Posted in rantings and ravings on August 15th, 2024 by skeeter

Little Jimmy, a buddy of mine who’s almost exactly the same old age as me, was reflecting on what he’d like to do when he retired. He’s a glass artist – same as me – and so I know, even if he doesn’t, the kind of retirement he’s dreaming of is just that, a pipe dream. There’s as much likelihood of golden years in a hammock beside a South Seas Lagoon as winning American Idol with a tin ear and laryngitis, but like most folks who gamble on a lottery ticket, the fantasy trumps mathematics.

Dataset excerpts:
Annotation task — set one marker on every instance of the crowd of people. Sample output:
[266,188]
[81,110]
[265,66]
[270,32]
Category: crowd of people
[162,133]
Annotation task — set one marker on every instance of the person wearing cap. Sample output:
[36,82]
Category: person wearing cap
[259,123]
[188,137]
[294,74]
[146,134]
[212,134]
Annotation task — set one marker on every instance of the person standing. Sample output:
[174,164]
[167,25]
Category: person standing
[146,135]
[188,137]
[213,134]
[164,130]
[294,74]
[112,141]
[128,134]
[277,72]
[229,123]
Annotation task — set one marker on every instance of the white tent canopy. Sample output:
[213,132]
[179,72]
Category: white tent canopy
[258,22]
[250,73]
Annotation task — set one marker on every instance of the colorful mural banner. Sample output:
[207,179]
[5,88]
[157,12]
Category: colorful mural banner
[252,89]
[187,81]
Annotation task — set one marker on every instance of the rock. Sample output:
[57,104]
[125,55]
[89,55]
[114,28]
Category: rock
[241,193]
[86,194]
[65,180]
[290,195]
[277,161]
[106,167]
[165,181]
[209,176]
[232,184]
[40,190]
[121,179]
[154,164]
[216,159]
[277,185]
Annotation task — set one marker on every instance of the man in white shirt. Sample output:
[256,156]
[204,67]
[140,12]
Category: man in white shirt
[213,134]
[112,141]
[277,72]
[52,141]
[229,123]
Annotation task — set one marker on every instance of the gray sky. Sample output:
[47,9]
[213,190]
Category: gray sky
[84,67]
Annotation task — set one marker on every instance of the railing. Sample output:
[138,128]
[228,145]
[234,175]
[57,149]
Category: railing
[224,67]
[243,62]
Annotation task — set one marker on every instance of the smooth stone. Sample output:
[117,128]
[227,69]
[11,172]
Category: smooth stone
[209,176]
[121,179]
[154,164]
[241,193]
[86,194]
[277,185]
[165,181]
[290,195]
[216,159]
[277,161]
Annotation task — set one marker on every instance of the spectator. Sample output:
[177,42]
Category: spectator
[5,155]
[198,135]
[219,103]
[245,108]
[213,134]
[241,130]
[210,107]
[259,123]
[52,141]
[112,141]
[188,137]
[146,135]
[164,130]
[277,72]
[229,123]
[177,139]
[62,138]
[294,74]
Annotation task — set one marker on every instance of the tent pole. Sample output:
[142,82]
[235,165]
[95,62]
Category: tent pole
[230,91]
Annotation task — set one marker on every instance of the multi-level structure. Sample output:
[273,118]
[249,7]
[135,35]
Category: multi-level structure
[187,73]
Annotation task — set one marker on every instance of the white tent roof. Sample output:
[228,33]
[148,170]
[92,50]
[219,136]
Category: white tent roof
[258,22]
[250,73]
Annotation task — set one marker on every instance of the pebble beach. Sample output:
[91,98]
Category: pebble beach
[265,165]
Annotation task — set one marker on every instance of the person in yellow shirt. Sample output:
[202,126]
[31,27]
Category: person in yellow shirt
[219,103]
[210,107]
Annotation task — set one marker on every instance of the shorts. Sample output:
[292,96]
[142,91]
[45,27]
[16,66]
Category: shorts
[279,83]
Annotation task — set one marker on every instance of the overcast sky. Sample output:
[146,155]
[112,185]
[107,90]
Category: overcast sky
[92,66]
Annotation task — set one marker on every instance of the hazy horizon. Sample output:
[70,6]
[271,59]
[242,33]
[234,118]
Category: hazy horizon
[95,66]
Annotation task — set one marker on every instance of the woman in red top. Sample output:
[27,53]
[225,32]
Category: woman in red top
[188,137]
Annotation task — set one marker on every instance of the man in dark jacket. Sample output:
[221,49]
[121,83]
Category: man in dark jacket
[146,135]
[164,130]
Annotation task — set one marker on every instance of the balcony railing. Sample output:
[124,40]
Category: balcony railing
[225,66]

Task statement ▸
Can you rewrite everything from "Posted in rantings" down to "fantasy trumps mathematics." in the post about retirement, putting "potter" in place of "glass artist"?

Output of the exercise ▸
Posted in rantings and ravings on August 15th, 2024 by skeeter

Little Jimmy, a buddy of mine who’s almost exactly the same old age as me, was reflecting on what he’d like to do when he retired. He’s a potter – same as me – and so I know, even if he doesn’t, the kind of retirement he’s dreaming of is just that, a pipe dream. There’s as much likelihood of golden years in a hammock beside a South Seas Lagoon as winning American Idol with a tin ear and laryngitis, but like most folks who gamble on a lottery ticket, the fantasy trumps mathematics.